EXERCISE A
Transcribe the part of the post on team talent and performance starting at "However, the research" and ending at "a limited time.".
═════ DOCUMENT TEXT ═════
Tag Archives: Boris Groysberg

Individual Talent Surplus Can Reduce Team Performance 

Roderick Swaab

Roderick Swaab

More talent on a team doesn’t always increase team performance, particularly when team member must coordinate their efforts.

In fact, status conflicts based on talent differences can undermine team coordination during hand-offs for interdependent tasks, found INSEAD’s Roderick I. Swaab and Michael Schaerer, with Eric M. Anicich and Adam Galinsky of Columbia and VU University Amsterdam’s Richard Ronay.

Michael Schaerer

Michael Schaerer

Swaab and colleagues confirmed that most people believe there is a linear relationship between talent and performance:  They expect that more talent is consistently associated with improved performance.

However, the research team found an exception to this presumed rule when they analyzed National Basketball Association and Major League Baseball team and player data from 2002 through 2012.

Eric M. Anicich

Eric M. Anicich

They evaluated team performance in interdependent game tasks in basketball, a “zero sum game” because when one player shoots other players lose the opportunity to shoot at that time.
As a result, basketball players must coordinate efforts to position team members for as many shots as possible in a limited time.
═════ RECORD SET ═════
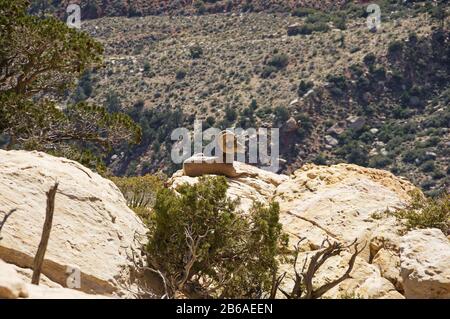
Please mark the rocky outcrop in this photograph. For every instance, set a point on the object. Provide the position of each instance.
(247, 183)
(340, 203)
(93, 229)
(425, 264)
═════
EXERCISE B
Repeat the data-source entries above word for word, leaving out the pictures.

OUTPUT A
However, the research team found an exception to this presumed rule when they analyzed National Basketball Association and Major League Baseball team and player data from 2002 through 2012.

Eric M. Anicich

Eric M. Anicich

They evaluated team performance in interdependent game tasks in basketball, a “zero sum game” because when one player shoots other players lose the opportunity to shoot at that time.
As a result, basketball players must coordinate efforts to position team members for as many shots as possible in a limited time.

OUTPUT B
Please mark the rocky outcrop in this photograph. For every instance, set a point on the object. Provide the position of each instance.
(247, 183)
(340, 203)
(93, 229)
(425, 264)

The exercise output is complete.